PROVIDED ENTRIES:

★ ★ ★ ★ ★ ★ ★

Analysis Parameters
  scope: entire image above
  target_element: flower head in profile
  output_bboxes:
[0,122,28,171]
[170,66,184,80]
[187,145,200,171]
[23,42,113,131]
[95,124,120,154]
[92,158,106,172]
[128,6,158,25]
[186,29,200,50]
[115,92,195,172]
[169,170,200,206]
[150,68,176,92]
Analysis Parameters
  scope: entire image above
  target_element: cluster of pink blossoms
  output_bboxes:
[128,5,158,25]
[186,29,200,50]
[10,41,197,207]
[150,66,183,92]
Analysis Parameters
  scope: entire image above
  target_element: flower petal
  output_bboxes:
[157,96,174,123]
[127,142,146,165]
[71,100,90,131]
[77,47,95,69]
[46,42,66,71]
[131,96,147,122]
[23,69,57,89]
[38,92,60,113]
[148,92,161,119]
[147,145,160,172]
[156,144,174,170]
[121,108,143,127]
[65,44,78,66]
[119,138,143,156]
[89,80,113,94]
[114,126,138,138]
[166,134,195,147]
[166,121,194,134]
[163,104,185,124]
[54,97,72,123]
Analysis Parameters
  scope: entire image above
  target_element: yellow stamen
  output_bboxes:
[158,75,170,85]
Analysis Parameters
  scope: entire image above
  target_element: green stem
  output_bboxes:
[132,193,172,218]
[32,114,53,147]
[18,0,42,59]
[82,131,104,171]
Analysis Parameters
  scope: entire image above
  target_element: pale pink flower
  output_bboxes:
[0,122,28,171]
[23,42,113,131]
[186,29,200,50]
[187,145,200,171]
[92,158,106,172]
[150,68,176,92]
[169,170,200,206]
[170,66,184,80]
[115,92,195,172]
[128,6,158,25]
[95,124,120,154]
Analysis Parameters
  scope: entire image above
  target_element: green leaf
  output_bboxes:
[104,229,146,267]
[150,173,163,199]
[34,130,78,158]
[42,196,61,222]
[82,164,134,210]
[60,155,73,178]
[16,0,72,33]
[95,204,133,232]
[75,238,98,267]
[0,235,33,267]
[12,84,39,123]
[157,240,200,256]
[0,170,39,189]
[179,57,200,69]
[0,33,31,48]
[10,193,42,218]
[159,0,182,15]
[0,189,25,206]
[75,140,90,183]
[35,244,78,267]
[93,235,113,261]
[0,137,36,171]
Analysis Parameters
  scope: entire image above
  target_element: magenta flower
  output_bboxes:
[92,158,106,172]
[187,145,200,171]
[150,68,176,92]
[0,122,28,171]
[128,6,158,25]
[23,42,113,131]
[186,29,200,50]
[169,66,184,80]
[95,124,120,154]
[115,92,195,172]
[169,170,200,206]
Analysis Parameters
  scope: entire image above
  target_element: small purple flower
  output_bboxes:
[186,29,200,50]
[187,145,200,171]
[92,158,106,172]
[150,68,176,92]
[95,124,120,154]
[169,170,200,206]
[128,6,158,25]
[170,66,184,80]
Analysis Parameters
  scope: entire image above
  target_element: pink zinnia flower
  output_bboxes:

★ ★ ★ ★ ★ ★ ★

TRY IT: The listing above holds a line with "target_element: cluster of pink blossoms" and a line with "target_element: flower petal". Print the stretch from the first through the second, exactly and alone.

SOLUTION TO THIS TASK:
  target_element: cluster of pink blossoms
  output_bboxes:
[128,5,158,25]
[186,29,200,50]
[10,41,197,207]
[150,66,183,92]
Analysis Parameters
  scope: entire image above
  target_element: flower petal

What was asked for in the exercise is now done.